• Description of the task
Copy the data below word for word, leaving out the pictures.

—————

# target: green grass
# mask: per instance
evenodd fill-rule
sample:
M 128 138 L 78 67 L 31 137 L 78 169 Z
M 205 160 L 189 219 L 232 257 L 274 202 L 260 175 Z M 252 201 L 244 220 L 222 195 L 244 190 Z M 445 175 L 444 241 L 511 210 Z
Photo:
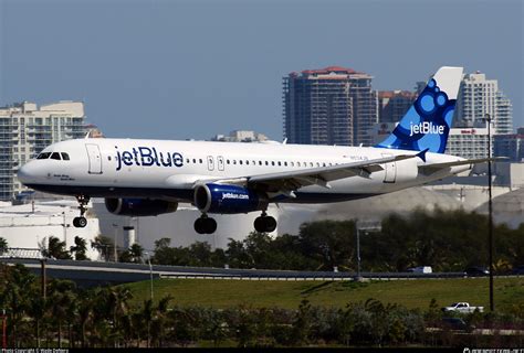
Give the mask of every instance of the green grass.
M 495 278 L 495 306 L 505 310 L 524 304 L 524 278 Z M 154 297 L 171 295 L 171 306 L 205 306 L 214 308 L 280 307 L 295 309 L 301 300 L 313 306 L 343 308 L 348 302 L 369 298 L 399 303 L 407 308 L 427 309 L 431 298 L 439 306 L 468 301 L 489 307 L 488 278 L 425 279 L 394 281 L 269 281 L 269 280 L 205 280 L 156 279 Z M 149 299 L 149 281 L 125 285 L 133 291 L 132 304 Z

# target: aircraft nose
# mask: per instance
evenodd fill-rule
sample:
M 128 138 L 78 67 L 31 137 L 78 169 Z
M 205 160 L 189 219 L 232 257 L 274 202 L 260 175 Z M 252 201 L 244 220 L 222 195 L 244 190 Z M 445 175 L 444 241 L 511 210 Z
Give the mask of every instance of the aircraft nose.
M 17 172 L 17 178 L 22 184 L 30 184 L 36 178 L 36 169 L 34 163 L 28 162 L 23 164 Z

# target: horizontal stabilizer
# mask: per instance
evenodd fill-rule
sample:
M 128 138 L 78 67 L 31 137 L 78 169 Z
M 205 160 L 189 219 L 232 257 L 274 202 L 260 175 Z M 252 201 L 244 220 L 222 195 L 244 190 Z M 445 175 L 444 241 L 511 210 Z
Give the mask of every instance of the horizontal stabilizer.
M 455 167 L 455 165 L 467 165 L 467 164 L 479 164 L 479 163 L 484 163 L 488 161 L 503 161 L 507 160 L 505 157 L 495 157 L 495 158 L 479 158 L 479 159 L 464 159 L 464 160 L 459 160 L 454 162 L 446 162 L 446 163 L 433 163 L 433 164 L 423 164 L 419 165 L 419 169 L 422 171 L 425 174 L 432 174 L 434 172 L 438 172 L 439 170 Z

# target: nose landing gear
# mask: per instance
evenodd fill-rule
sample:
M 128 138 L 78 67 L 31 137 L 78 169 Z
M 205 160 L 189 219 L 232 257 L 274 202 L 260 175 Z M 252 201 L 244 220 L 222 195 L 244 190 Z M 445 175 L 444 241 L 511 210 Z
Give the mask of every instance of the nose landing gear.
M 195 221 L 195 232 L 198 234 L 213 234 L 217 231 L 217 221 L 202 214 L 200 218 Z
M 260 233 L 271 233 L 276 229 L 276 220 L 269 216 L 264 211 L 260 217 L 254 220 L 254 228 Z
M 78 201 L 80 206 L 80 217 L 73 218 L 73 225 L 76 228 L 83 228 L 87 225 L 87 220 L 84 217 L 85 212 L 87 211 L 87 204 L 90 203 L 90 197 L 84 195 L 76 196 L 76 201 Z

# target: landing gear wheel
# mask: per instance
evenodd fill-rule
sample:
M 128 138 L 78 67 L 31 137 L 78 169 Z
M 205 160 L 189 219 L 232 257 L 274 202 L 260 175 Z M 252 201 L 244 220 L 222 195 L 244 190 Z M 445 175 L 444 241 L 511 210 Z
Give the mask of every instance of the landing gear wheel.
M 214 218 L 206 218 L 205 228 L 206 234 L 213 234 L 217 231 L 217 221 Z
M 260 233 L 271 233 L 276 229 L 276 220 L 263 214 L 254 220 L 254 228 Z
M 73 225 L 76 228 L 84 228 L 87 225 L 87 220 L 84 216 L 74 217 L 73 218 Z
M 90 196 L 76 195 L 76 201 L 78 201 L 80 206 L 80 217 L 73 218 L 73 225 L 76 228 L 83 228 L 87 225 L 87 220 L 84 217 L 85 212 L 87 211 L 87 204 L 90 203 Z
M 209 217 L 200 217 L 195 221 L 195 232 L 198 234 L 213 234 L 217 231 L 217 221 Z
M 271 233 L 276 229 L 276 220 L 272 216 L 265 217 L 265 232 Z

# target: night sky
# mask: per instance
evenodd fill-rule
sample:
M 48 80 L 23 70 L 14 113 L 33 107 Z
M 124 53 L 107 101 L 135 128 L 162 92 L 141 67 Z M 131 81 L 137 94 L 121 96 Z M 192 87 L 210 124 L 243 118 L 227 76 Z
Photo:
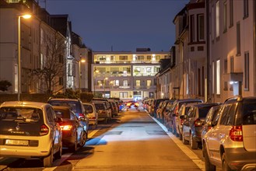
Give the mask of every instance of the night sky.
M 188 0 L 46 0 L 50 14 L 68 14 L 72 30 L 95 51 L 149 47 L 168 51 L 175 42 L 173 19 Z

—————

• Solution for this task
# target: green grass
# mask: per instance
evenodd fill-rule
sample:
M 128 138 L 78 67 L 31 137 L 78 169 Z
M 205 160 L 189 219 L 232 257 L 274 202 L 260 175 Z M 252 201 L 244 220 L 222 195 L 244 190 Z M 445 175 L 444 241 L 511 210 Z
Photo:
Give the mask of every instance of the green grass.
M 495 278 L 495 306 L 505 310 L 524 304 L 524 278 Z M 154 297 L 171 295 L 171 306 L 205 306 L 214 308 L 280 307 L 295 309 L 301 300 L 313 306 L 343 308 L 348 302 L 369 298 L 399 303 L 407 308 L 427 309 L 431 298 L 439 306 L 468 301 L 489 307 L 488 278 L 425 279 L 394 281 L 269 281 L 269 280 L 205 280 L 156 279 Z M 149 299 L 149 281 L 125 285 L 133 291 L 132 304 Z

# target: aircraft nose
# mask: per instance
evenodd fill-rule
sample:
M 128 138 L 78 67 L 31 137 L 78 169 Z
M 205 160 L 189 219 L 232 257 L 274 202 L 260 175 Z M 252 201 L 244 220 L 222 195 L 244 190 Z M 445 175 L 444 241 L 511 210 Z
Give the mask of every instance of the aircraft nose.
M 17 172 L 17 178 L 22 184 L 30 184 L 36 178 L 36 169 L 34 163 L 28 162 L 23 164 Z

# target: horizontal stabilizer
# mask: per instance
evenodd fill-rule
sample:
M 128 138 L 78 67 L 31 137 L 78 169 Z
M 205 160 L 189 219 L 232 257 L 274 202 L 260 175 Z M 252 201 L 244 220 L 222 195 L 244 190 Z M 445 175 L 444 241 L 511 210 Z
Give the mask of every instance of the horizontal stabilizer.
M 455 167 L 455 165 L 467 165 L 467 164 L 479 164 L 479 163 L 484 163 L 488 161 L 503 161 L 507 160 L 505 157 L 495 157 L 495 158 L 479 158 L 479 159 L 464 159 L 464 160 L 459 160 L 454 162 L 446 162 L 446 163 L 433 163 L 433 164 L 423 164 L 419 165 L 419 169 L 422 171 L 425 174 L 432 174 L 434 172 L 438 172 L 439 170 Z

# target: nose landing gear
# mask: per instance
evenodd fill-rule
sample:
M 128 138 L 78 67 L 31 137 L 78 169 Z
M 205 160 L 189 219 L 232 257 L 274 202 L 260 175 Z M 252 201 L 244 220 L 222 195 L 244 190 Z M 445 175 L 444 241 L 511 210 Z
Give the mask of every instance of the nose landing gear.
M 195 221 L 195 232 L 198 234 L 213 234 L 217 231 L 217 221 L 202 214 L 200 218 Z
M 260 233 L 271 233 L 276 229 L 276 220 L 269 216 L 264 211 L 260 217 L 254 220 L 254 228 Z
M 78 201 L 80 206 L 80 217 L 73 218 L 73 225 L 76 228 L 83 228 L 87 225 L 87 220 L 84 217 L 85 212 L 87 211 L 87 204 L 90 203 L 90 197 L 84 195 L 76 196 L 76 201 Z

# target: landing gear wheel
# mask: per instance
evenodd fill-rule
sample:
M 128 138 L 78 67 L 31 137 L 78 169 Z
M 205 160 L 189 219 L 232 257 L 274 202 L 260 175 Z M 252 201 L 244 220 L 222 195 L 244 190 Z M 445 175 L 444 241 L 511 210 Z
Give the mask of every instance of the landing gear wheel.
M 214 218 L 206 218 L 205 228 L 206 234 L 213 234 L 217 231 L 217 221 Z
M 260 233 L 271 233 L 276 229 L 276 220 L 263 214 L 254 220 L 254 228 Z
M 73 225 L 76 228 L 84 228 L 87 225 L 87 220 L 84 216 L 74 217 L 73 218 Z
M 90 196 L 76 195 L 76 201 L 78 201 L 80 206 L 80 217 L 73 218 L 73 225 L 76 228 L 83 228 L 87 225 L 87 220 L 84 217 L 85 212 L 87 211 L 87 204 L 90 203 Z
M 209 217 L 200 217 L 195 221 L 195 232 L 198 234 L 213 234 L 217 231 L 217 221 Z
M 271 233 L 276 229 L 276 220 L 272 216 L 265 217 L 265 232 Z

# target: night sky
# mask: per instance
evenodd fill-rule
sample:
M 48 80 L 23 70 L 14 113 L 33 107 Z
M 124 53 L 107 101 L 135 128 L 162 92 L 141 67 Z M 131 81 L 137 94 L 121 96 Z M 192 87 L 210 124 L 243 118 L 227 76 Z
Photo:
Give the mask of every instance of the night sky.
M 188 0 L 46 0 L 50 14 L 68 14 L 72 30 L 95 51 L 149 47 L 168 51 L 175 42 L 173 19 Z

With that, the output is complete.